▶ [THE EXERCISE]: How many lines in the listing below contain the string "ridged" with the same capitalization? Reply with the number only.

[Position identification listing]
--

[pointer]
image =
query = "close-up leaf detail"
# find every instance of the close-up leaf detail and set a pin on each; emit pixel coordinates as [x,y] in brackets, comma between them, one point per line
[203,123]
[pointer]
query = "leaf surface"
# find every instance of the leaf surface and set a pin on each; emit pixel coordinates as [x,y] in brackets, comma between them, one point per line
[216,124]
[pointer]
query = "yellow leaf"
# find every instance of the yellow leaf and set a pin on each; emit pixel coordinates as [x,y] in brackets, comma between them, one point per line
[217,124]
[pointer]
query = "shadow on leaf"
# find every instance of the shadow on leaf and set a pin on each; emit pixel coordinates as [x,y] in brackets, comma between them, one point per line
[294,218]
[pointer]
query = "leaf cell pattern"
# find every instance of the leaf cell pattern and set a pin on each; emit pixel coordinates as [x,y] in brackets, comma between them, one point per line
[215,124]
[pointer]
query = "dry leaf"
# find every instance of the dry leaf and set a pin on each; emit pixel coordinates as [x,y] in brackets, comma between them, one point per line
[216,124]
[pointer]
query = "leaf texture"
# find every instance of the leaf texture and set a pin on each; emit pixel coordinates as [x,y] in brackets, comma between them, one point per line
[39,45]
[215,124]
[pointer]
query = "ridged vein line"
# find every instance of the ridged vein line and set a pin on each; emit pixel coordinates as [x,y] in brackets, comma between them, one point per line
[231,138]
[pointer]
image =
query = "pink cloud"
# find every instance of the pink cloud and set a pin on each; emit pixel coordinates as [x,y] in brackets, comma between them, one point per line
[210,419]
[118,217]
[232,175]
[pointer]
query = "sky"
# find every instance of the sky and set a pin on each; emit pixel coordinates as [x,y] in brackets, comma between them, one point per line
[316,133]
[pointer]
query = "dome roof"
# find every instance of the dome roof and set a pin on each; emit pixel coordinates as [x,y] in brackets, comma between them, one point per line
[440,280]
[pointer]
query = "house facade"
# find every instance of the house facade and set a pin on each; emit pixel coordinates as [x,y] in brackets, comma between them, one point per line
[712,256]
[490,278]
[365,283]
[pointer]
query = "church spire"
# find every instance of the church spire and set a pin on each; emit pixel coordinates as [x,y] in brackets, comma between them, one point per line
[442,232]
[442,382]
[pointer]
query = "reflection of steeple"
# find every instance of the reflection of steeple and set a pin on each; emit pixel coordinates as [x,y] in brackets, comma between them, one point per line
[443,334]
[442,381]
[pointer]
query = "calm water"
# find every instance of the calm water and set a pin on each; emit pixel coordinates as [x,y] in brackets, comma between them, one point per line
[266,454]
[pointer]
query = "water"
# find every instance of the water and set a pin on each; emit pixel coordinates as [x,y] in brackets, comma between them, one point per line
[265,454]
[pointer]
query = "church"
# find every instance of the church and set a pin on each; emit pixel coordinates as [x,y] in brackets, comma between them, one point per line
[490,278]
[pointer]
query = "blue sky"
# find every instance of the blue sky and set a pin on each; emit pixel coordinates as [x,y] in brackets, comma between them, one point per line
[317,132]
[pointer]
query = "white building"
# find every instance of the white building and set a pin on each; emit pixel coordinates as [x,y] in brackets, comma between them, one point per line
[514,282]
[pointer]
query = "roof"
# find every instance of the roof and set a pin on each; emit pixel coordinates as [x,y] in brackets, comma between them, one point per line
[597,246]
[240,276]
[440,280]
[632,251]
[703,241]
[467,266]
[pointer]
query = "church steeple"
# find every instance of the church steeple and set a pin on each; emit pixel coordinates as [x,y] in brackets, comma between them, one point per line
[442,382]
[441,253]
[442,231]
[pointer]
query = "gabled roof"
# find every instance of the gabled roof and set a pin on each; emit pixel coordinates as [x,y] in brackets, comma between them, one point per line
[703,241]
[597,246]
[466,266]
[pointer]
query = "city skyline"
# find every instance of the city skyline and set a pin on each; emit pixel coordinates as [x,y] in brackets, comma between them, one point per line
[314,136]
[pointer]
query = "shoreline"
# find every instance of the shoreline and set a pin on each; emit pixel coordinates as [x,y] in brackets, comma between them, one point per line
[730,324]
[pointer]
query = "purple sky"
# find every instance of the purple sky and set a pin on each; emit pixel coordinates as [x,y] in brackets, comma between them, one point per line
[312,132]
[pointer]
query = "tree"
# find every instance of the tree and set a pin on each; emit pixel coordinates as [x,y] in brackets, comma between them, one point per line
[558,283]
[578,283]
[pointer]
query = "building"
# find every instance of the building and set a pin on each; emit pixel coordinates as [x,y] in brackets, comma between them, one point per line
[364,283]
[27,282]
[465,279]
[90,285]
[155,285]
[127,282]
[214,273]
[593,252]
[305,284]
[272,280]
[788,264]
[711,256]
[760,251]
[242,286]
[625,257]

--

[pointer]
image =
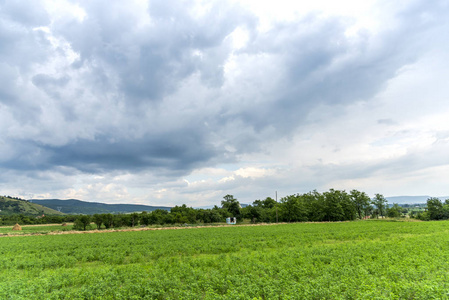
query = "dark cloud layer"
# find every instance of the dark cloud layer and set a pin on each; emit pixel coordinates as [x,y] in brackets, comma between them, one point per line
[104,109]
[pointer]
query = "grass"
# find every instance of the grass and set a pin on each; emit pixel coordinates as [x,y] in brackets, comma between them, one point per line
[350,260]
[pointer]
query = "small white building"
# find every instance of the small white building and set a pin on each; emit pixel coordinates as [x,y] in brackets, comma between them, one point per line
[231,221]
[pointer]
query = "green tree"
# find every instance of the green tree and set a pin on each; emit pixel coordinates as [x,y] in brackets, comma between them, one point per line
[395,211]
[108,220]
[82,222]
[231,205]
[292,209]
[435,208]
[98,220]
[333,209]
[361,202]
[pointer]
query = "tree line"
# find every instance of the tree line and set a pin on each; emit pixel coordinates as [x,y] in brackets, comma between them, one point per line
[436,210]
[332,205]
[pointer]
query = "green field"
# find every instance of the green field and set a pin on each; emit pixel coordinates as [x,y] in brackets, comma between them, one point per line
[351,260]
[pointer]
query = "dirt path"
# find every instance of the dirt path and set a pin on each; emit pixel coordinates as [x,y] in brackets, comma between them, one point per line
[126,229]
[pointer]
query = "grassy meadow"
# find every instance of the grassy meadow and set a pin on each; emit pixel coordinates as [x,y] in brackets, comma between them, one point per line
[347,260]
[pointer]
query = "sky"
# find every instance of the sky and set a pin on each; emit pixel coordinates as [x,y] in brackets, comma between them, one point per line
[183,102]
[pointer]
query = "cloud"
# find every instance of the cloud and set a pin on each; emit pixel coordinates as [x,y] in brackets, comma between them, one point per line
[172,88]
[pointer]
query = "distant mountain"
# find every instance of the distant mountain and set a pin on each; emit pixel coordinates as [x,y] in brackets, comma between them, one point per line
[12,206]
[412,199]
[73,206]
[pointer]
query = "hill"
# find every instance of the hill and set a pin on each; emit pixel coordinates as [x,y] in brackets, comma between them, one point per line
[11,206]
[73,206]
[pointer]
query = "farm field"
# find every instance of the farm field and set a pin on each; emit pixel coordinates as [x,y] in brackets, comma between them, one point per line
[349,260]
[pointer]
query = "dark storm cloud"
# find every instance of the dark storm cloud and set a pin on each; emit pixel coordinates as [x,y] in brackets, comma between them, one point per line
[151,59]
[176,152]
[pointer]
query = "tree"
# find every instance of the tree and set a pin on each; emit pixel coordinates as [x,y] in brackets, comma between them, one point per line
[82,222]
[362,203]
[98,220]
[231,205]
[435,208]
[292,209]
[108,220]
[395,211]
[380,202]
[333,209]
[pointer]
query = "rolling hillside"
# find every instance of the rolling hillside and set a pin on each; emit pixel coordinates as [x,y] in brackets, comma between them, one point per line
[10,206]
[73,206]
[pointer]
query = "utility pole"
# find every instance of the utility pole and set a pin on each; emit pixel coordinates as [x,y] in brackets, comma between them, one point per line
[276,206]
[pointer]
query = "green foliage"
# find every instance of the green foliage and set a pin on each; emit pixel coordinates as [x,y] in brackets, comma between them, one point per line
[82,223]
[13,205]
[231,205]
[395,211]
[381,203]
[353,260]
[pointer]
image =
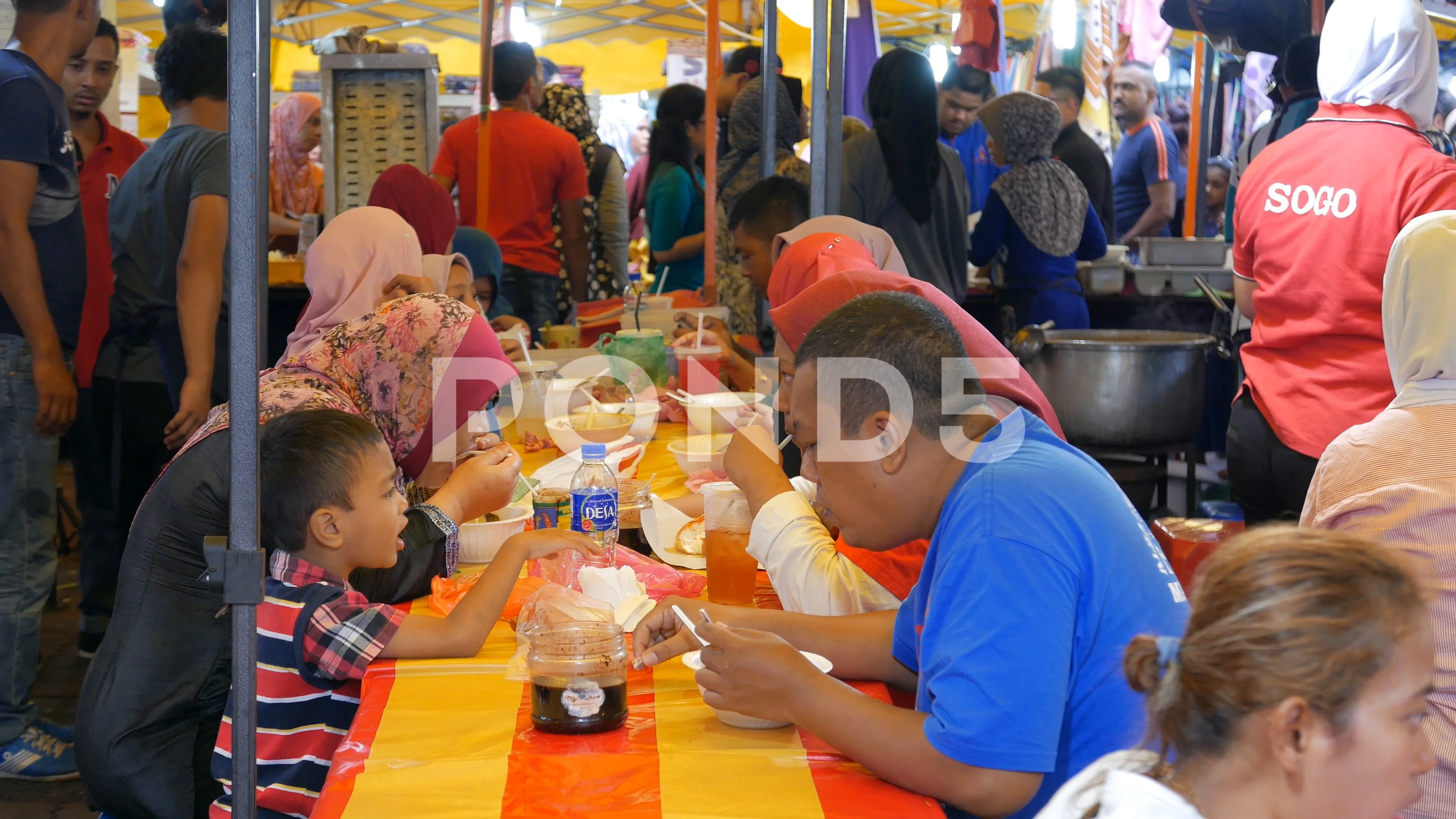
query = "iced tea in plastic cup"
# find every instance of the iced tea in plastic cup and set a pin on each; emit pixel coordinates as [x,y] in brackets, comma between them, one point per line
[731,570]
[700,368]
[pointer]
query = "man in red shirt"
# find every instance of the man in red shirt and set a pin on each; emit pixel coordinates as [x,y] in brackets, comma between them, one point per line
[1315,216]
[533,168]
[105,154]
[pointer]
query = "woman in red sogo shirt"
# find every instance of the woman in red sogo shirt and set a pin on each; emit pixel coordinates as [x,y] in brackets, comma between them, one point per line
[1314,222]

--

▶ [COMPLETE RESPONSE]: 2